Objective
From the line containing "Where can the wooden" to the end of the listing, write out every line exactly; leave out everything else.
══════════════════════════════
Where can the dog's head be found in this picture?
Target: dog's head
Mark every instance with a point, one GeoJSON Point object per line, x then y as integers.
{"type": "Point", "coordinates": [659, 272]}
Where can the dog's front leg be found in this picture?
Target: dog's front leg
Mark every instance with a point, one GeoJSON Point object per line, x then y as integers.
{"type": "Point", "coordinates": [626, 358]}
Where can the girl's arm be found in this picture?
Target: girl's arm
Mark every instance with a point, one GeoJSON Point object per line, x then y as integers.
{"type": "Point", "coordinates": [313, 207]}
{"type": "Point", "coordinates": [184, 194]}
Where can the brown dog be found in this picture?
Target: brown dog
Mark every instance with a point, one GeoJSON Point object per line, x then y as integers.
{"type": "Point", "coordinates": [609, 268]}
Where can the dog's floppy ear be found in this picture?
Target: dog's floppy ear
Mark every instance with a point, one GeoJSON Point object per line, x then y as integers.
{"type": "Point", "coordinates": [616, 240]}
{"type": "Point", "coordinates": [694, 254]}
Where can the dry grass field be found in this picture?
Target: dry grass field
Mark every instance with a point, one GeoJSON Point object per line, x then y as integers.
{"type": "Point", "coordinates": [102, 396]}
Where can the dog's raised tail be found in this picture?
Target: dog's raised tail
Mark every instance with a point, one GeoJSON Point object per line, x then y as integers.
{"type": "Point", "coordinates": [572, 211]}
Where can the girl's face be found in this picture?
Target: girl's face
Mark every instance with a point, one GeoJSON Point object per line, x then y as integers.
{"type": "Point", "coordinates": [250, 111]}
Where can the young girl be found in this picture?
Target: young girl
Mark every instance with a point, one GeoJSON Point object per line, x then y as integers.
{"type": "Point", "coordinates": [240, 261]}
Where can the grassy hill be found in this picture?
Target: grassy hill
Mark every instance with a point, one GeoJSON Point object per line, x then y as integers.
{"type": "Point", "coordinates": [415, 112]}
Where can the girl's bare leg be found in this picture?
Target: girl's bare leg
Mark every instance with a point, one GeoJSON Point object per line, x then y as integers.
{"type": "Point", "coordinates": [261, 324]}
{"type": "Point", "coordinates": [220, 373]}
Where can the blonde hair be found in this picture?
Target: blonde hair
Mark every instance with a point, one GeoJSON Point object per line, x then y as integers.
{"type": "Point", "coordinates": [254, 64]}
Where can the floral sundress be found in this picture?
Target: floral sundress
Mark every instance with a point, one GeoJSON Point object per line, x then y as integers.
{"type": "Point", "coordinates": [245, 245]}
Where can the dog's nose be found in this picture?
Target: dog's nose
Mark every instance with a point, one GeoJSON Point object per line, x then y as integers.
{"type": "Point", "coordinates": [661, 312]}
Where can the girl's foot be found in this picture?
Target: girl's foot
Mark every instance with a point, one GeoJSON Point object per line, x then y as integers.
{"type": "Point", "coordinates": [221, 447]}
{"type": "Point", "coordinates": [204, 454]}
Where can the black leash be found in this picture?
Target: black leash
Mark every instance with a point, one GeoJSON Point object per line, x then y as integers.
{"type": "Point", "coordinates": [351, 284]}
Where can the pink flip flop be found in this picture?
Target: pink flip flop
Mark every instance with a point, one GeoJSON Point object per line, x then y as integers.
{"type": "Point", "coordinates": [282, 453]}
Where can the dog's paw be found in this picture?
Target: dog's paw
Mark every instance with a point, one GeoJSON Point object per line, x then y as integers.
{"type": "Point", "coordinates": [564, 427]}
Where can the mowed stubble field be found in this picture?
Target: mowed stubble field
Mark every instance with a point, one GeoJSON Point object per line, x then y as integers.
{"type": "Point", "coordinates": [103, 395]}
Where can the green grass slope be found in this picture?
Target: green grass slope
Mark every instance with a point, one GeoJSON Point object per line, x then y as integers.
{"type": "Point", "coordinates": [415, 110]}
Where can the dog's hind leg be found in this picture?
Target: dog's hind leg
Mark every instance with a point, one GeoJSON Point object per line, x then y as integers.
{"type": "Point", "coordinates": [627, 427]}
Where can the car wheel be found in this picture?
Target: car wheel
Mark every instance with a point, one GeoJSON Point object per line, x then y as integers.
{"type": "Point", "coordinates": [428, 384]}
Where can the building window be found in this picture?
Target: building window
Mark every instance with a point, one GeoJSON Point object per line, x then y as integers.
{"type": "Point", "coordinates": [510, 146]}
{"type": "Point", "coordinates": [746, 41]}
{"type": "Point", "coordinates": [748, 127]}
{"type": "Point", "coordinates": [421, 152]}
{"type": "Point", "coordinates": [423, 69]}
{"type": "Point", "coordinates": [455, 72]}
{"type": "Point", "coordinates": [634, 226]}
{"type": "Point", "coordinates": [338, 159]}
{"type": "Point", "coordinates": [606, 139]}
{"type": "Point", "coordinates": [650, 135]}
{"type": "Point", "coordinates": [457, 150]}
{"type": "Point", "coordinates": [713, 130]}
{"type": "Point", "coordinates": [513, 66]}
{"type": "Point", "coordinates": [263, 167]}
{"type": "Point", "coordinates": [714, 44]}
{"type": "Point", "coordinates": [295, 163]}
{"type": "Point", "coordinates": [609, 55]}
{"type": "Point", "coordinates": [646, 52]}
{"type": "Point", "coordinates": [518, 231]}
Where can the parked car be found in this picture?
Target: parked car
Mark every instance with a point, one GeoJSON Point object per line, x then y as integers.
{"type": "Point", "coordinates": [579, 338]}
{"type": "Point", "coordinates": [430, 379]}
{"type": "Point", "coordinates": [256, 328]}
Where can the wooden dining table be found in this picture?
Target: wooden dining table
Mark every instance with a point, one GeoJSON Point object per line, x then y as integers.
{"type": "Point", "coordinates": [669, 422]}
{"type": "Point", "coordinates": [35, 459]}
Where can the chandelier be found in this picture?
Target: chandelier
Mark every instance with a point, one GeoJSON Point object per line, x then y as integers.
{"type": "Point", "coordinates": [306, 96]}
══════════════════════════════
The answer
Where can the wooden dining table be found in this picture?
Target: wooden dining table
Mark every instance with a point, one GeoJSON Point object per line, x then y as integers.
{"type": "Point", "coordinates": [669, 422]}
{"type": "Point", "coordinates": [35, 459]}
Where can the chandelier be found in this picture?
Target: chandelier
Mark every instance with a point, one GeoJSON Point object per line, x then y as integers.
{"type": "Point", "coordinates": [306, 96]}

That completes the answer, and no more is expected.